■ THE TASK
Print all of the data exactly.
── RAW RECORDS
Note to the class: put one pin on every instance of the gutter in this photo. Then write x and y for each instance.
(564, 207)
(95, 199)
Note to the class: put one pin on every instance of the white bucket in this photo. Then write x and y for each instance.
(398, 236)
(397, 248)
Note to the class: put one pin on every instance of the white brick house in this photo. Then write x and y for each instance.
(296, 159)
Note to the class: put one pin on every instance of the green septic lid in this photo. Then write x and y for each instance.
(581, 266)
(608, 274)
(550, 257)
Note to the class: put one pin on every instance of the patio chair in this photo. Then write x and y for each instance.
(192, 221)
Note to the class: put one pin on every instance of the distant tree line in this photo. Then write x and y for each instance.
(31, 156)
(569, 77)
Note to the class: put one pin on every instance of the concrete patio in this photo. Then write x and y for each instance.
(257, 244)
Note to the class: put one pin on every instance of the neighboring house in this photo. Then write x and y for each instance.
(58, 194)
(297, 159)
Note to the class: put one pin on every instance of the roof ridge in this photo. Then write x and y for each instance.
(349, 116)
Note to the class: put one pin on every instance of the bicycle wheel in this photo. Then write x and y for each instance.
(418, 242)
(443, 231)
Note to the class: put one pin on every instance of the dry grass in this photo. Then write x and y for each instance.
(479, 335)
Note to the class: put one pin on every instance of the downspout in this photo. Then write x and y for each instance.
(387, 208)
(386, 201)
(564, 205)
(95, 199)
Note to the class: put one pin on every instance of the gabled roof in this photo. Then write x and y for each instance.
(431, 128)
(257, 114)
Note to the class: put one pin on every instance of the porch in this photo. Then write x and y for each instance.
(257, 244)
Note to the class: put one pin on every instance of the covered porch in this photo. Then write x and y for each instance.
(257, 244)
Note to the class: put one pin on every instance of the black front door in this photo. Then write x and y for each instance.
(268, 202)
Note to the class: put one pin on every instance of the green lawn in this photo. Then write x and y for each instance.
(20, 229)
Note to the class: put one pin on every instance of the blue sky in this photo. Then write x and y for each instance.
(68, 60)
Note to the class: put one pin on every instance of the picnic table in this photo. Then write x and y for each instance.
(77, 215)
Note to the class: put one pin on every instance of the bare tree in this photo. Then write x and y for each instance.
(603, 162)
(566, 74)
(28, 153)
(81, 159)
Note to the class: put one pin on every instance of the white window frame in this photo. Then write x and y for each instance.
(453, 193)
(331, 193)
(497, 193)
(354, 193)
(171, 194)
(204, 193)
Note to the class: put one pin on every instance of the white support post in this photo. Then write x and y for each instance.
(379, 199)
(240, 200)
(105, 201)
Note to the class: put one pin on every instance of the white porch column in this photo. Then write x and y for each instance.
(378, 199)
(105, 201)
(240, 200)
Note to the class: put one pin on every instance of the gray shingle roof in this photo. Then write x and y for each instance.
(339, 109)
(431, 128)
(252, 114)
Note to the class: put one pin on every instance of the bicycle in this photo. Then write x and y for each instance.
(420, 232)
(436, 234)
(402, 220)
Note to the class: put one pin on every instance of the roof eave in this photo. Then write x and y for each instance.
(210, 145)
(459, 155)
────
■ FULL ANSWER
Note to the class: put one pin on every instance of the gutter in this photo. Then write x and y for each instance.
(564, 207)
(95, 199)
Note to the class: put one pin on every instance of the white bucket in this photo. Then write x and y for each instance.
(398, 236)
(397, 248)
Note to the class: put one pin on every instance of the white brick house in this photo. Then write x and y for each instance.
(296, 159)
Note to the class: put one pin on every instance of the green septic lid in this photo. Then write x and y for each instance.
(581, 266)
(608, 274)
(550, 257)
Note to the class: put one pin on every instance of the patio chair in this photo. Then write x and y for each instance.
(192, 221)
Note to the class: put one pin on every instance of the distant tree line in this photo. Then write x and y for each instance.
(31, 156)
(569, 77)
Note to the class: put one pin on every instance of the concrete patio in this photo. Then write x and y for each instance.
(257, 244)
Note to the class: put one pin on every instance of the neighboring house in this photo. Then write x and y for each instance.
(58, 194)
(297, 159)
Note to the class: put one pin on every instance of the roof ridge in this photo. Then write x and y for each instance.
(349, 116)
Note to the class: put one pin on every instance of the bicycle wheel in this photo. Then write x and y for each instance.
(418, 242)
(443, 231)
Note to the class: put one pin on every instance of the dry grass in this photo. Then write x and y for each instance.
(479, 335)
Note to the class: put one pin on every instance of the downspout in this photo. Then write x and y for each instance.
(387, 208)
(386, 201)
(564, 205)
(95, 199)
Note to the class: put one pin on every instance of the gabled roof in this photo. Then write x and y for each instance.
(431, 128)
(257, 114)
Note to the class: put one pin on every instance of the porch in this photo. Then write x and y for each instance.
(257, 244)
Note to the class: put one pin on every instance of the covered porch in this photo. Then write x and y for each instance.
(257, 244)
Note to the class: put one pin on every instance of the black front door in this photo. Then write x and y for each instance.
(268, 202)
Note to the class: put one pin on every instance of the green lawn in this photo. Then write x and y for each instance.
(20, 229)
Note to the class: put one pin on every instance of the blue sky in this photo. Then write x and y for each instance.
(68, 60)
Note to the class: put one pin on every instance of the picnic table in this photo. Then write x and y for each instance.
(77, 215)
Note to the class: put one pin on every instance of the bare tree in this photo. Then write x and y for each instance.
(603, 162)
(566, 74)
(28, 153)
(81, 159)
Note to the class: put one pin on every instance of the white window frame in this photo. Then write x and y for each instance.
(453, 193)
(331, 193)
(497, 193)
(354, 193)
(171, 194)
(204, 193)
Note to the class: put one pin on every instance of the white support post in this photo. Then write x and y for each instance.
(379, 199)
(240, 200)
(105, 201)
Note to the class: put one pin on every instance of the white porch column in this photo. Then write x and y for each instance.
(378, 199)
(105, 201)
(240, 200)
Note to the class: put one pin on every instance of the gray shingle roof in this photo. Then write x and y for each instance.
(339, 109)
(431, 128)
(252, 114)
Note to the class: put one pin on every instance of the bicycle in this photo. Then write x and y for each instance.
(420, 232)
(436, 234)
(402, 220)
Note to the class: put one pin on every instance of the roof eave in this photo. Then write x and y for each instance.
(210, 145)
(459, 155)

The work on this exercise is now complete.